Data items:
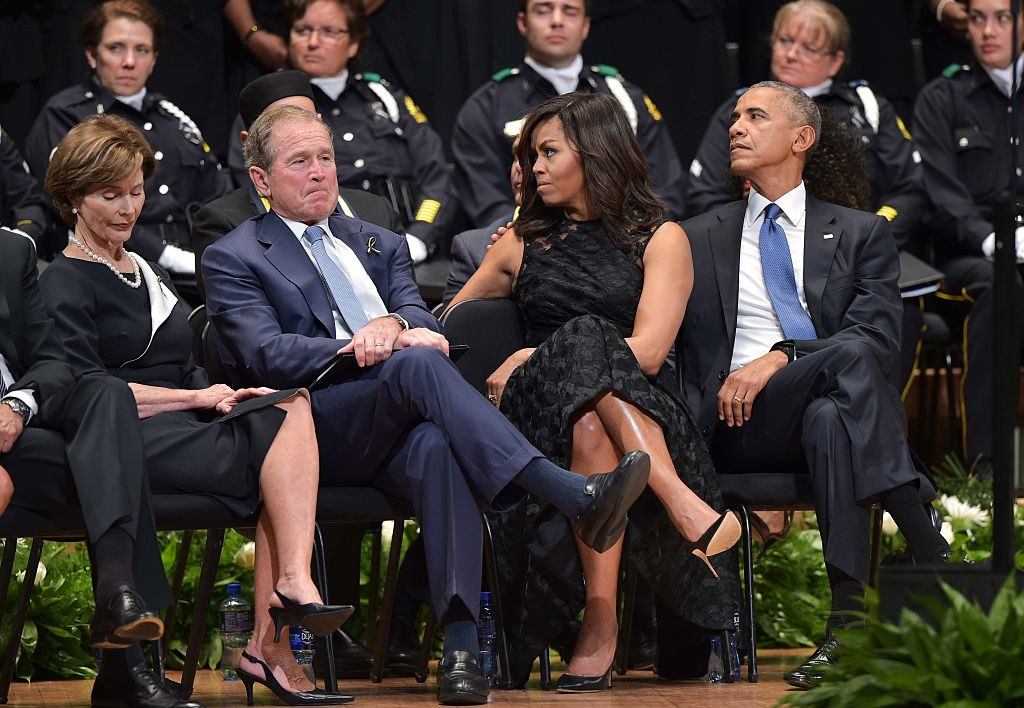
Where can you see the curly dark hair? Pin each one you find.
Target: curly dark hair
(615, 177)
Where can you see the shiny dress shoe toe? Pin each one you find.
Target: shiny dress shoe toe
(139, 689)
(123, 620)
(809, 673)
(602, 523)
(460, 680)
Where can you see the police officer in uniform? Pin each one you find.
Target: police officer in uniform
(122, 40)
(810, 42)
(383, 142)
(962, 125)
(23, 202)
(491, 119)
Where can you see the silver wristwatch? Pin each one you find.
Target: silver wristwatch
(18, 407)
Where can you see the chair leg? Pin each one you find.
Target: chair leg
(423, 665)
(626, 626)
(204, 594)
(387, 606)
(6, 568)
(20, 614)
(494, 585)
(180, 564)
(320, 568)
(752, 619)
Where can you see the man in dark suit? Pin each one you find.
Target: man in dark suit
(224, 213)
(289, 290)
(790, 332)
(59, 447)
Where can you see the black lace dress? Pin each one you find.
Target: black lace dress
(579, 296)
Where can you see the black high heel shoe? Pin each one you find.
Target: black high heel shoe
(720, 537)
(571, 683)
(298, 698)
(318, 619)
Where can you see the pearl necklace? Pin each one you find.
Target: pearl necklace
(99, 259)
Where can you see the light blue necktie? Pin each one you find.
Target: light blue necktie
(776, 265)
(338, 285)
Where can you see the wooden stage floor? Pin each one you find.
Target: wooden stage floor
(638, 690)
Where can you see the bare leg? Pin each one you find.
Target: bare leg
(631, 428)
(593, 451)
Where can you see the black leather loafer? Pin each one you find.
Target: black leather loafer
(139, 689)
(601, 525)
(809, 673)
(124, 620)
(460, 680)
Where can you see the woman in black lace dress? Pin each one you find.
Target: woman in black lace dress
(602, 281)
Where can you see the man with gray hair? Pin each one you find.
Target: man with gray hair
(786, 343)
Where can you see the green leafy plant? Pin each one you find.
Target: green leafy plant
(965, 659)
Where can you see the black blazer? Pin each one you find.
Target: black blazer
(850, 281)
(28, 340)
(224, 213)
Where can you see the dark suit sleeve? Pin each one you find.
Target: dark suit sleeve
(248, 326)
(711, 182)
(872, 318)
(46, 372)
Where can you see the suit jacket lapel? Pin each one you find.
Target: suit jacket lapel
(287, 254)
(725, 250)
(818, 254)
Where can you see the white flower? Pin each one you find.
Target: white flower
(246, 556)
(958, 509)
(40, 575)
(947, 532)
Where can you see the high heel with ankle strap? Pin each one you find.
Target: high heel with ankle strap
(318, 619)
(720, 537)
(297, 698)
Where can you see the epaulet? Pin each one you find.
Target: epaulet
(185, 124)
(954, 69)
(505, 73)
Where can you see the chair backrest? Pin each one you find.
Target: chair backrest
(492, 328)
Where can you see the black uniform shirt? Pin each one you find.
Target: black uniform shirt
(492, 117)
(963, 131)
(893, 165)
(187, 171)
(383, 143)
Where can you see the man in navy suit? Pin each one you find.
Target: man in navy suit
(791, 330)
(289, 289)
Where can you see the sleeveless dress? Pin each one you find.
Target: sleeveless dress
(579, 295)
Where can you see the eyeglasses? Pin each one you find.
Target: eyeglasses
(803, 51)
(328, 35)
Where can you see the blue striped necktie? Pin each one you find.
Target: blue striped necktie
(338, 285)
(776, 265)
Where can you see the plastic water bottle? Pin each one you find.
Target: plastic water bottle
(304, 648)
(486, 637)
(236, 629)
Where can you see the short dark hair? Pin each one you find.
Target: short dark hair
(137, 10)
(355, 13)
(615, 177)
(587, 6)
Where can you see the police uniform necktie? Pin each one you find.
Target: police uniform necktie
(776, 265)
(338, 285)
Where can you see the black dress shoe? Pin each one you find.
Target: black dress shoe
(460, 680)
(809, 673)
(601, 525)
(139, 689)
(123, 620)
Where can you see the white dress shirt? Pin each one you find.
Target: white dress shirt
(758, 328)
(564, 80)
(345, 258)
(26, 397)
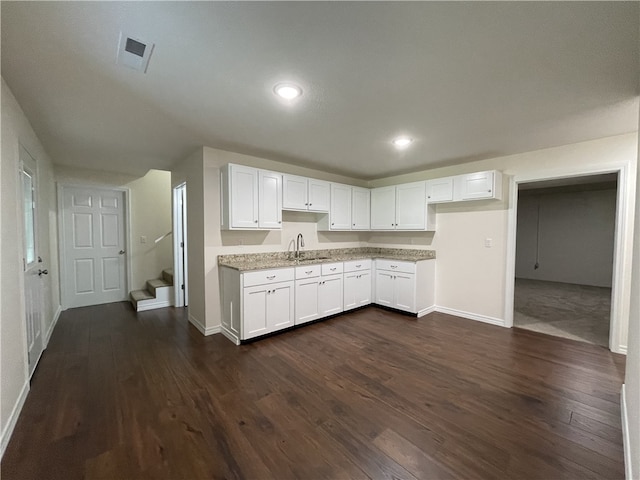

PROBLEM DESCRIPTION:
From the line containing "Where can you see the plastic" through the last line of the entries, copy each line exactly and only those, skipping all pictures.

TASK OUTPUT:
Where can you see the plastic water bottle? Pin each one you find.
Target: plastic water bottle
(304, 648)
(486, 637)
(236, 629)
Where can you see the short dark hair? Pin each one you find.
Target: short dark hair
(137, 10)
(355, 13)
(615, 177)
(587, 6)
Where can you see the police uniform necktie? Pin each one you find.
Target: police uniform necktie
(776, 265)
(338, 285)
Where can you see the black dress shoe? Pin each one you find.
Target: black dress shoe
(460, 680)
(809, 673)
(601, 525)
(139, 689)
(123, 620)
Where can you see the white dress shirt? Pin each one you find.
Target: white dress shirt
(758, 328)
(564, 80)
(345, 258)
(26, 397)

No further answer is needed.